Texte cité ▸
=======

La dynamique fraternelle dans le placement : réflexions autour de l’accueil séparé ou conjoint d’une fratrie

Pages 99 à 110

Notes

  • [1]
    Loi n° 96-1238 relative au maintien des liens entre frères et sœurs dans le cas d’un placement (Art. 371-5. L’enfant ne doit pas être séparé de ses frères et sœurs, sauf si cela n’est pas possible ou si son intérêt commande une autre solution. S’il y a lieu, le juge statue sur les relations personnelles entre les frères et sœurs.)
  • [2]
    Les quasi-frères sont les enfants respectifs de chacun des conjoints lors d’une nouvelle union. Ces enfants n’ont donc aucun lien de filiation.

1 Le placement familial d’une fratrie demeure toujours complexe pour les professionnels de l’Aide sociale à l’enfance (ase). Face à un manque d’harmonisation et d’intérêt dans les pratiques professionnelles en matière de placement fraternel durant de nombreuses années, une loi a été promulguée le 30 décembre 1996 [1] concernant la non-séparation des enfants d’une même fratrie. Cependant, son application peut se révéler difficile à assurer si on ne tient pas compte du fonctionnement du groupe fraternel et de la taille de la fratrie. L’absence de critères clairs et homogènes dans l’évaluation d’un projet de placement fraternel conjoint ou séparé entrave une cohérence décisionnelle. L’objectif de cet article consiste à souligner l’importance d’examiner le fonctionnement du groupe fraternel et de la dynamique relationnelle entre les enfants, dans la prise de décision d’un placement. À travers des réflexions pratiques et cliniques sur l’accueil fraternel, nous mettrons en évidence la dynamique fraternelle, nécessaire à la décision d’un placement commun ou séparé, puis nous questionnerons la place du groupe fraternel dans un accueil familial. Enfin, dans une seconde partie, nous prolongerons la réflexion théorique en nous appuyant sur le cas d’une fratrie et les éléments qui ont aidé à la prise de décision.

=======

Problème posé ▸ Restituez mot pour mot le passage de l’extrait sur le placement des fratries qui s’ouvre sur les mots contenant « Pages 99 à 110 » et se termine par « frères et sœurs.) ».

Enregistrements de pointage d’objets nommés

=======

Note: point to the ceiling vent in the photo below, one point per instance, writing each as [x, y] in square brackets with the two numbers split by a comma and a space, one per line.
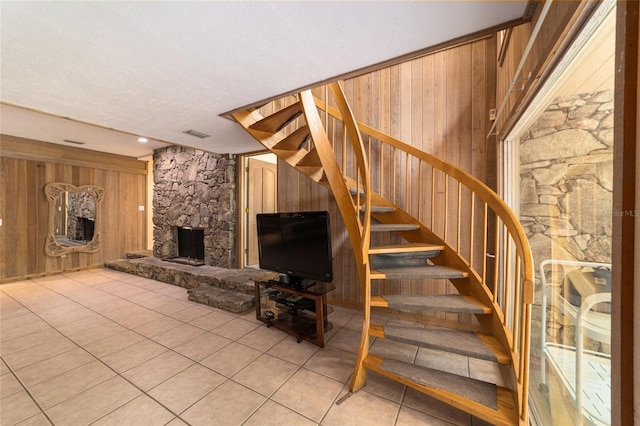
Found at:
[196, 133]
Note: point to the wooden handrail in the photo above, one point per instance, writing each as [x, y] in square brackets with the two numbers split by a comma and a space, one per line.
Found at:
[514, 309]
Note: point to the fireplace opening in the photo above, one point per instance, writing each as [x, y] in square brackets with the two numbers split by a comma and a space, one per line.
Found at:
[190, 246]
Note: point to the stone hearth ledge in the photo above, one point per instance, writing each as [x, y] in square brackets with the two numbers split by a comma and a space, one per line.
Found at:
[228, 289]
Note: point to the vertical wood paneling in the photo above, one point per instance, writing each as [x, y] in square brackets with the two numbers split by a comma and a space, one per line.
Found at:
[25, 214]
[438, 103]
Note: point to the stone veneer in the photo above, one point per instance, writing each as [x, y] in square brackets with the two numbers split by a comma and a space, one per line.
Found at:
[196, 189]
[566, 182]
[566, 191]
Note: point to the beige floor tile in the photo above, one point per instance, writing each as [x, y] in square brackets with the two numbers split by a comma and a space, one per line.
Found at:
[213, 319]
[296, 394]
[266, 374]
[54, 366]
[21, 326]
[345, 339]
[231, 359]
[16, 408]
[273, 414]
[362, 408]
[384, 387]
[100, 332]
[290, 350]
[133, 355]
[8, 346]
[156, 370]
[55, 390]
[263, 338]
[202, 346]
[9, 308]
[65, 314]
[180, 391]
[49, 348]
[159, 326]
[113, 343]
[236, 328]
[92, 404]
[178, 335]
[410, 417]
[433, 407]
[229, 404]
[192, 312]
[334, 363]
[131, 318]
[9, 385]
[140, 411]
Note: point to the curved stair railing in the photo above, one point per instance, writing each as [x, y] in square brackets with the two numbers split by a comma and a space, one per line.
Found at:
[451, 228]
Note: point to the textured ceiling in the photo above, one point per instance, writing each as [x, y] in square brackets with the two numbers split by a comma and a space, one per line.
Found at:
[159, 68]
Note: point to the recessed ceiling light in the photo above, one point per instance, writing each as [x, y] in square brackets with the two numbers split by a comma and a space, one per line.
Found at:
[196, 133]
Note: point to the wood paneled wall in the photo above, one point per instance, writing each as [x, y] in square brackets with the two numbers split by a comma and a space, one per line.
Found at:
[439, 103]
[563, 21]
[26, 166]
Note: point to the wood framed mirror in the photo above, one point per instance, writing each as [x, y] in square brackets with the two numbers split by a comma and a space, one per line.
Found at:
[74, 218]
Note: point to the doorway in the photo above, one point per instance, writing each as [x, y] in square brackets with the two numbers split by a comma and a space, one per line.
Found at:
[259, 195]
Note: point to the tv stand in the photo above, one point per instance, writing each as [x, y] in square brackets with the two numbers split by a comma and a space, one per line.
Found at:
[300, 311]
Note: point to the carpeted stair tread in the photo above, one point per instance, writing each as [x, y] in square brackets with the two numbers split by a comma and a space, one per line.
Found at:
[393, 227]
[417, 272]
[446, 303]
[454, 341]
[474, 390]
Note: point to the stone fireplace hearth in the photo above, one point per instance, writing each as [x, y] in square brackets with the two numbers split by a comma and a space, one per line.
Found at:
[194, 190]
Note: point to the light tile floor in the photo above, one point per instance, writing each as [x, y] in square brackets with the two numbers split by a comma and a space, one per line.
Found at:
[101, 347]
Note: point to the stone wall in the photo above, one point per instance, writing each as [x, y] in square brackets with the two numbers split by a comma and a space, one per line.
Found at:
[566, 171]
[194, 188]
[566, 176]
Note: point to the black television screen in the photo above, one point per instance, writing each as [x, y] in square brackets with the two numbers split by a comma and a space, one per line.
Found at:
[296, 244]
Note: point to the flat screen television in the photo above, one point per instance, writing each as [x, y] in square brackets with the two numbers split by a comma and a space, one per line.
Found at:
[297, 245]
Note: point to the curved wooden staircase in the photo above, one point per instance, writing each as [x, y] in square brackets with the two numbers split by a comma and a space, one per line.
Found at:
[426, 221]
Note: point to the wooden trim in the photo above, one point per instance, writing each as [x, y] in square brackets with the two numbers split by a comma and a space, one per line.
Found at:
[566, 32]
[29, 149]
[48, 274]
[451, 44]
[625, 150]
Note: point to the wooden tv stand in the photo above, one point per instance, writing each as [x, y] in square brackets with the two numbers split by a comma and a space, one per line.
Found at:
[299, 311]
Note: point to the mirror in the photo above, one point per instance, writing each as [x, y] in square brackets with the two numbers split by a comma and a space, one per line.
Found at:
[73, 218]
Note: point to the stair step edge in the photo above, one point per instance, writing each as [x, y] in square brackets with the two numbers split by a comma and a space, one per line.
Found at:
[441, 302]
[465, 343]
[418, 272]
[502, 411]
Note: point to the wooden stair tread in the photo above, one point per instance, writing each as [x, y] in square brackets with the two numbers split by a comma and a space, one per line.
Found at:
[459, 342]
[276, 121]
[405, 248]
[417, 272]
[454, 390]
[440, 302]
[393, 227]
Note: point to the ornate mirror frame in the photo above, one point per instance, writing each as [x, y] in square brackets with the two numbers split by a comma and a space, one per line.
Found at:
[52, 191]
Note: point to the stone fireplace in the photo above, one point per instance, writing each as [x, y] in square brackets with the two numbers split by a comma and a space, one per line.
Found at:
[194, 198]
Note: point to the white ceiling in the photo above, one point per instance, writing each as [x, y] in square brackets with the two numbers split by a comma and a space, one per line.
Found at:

=======

Solution proposée ▸
Pages 99 à 110

Notes

  • [1]
    Loi n° 96-1238 relative au maintien des liens entre frères et sœurs dans le cas d’un placement (Art. 371-5. L’enfant ne doit pas être séparé de ses frères et sœurs, sauf si cela n’est pas possible ou si son intérêt commande une autre solution. S’il y a lieu, le juge statue sur les relations personnelles entre les frères et sœurs.)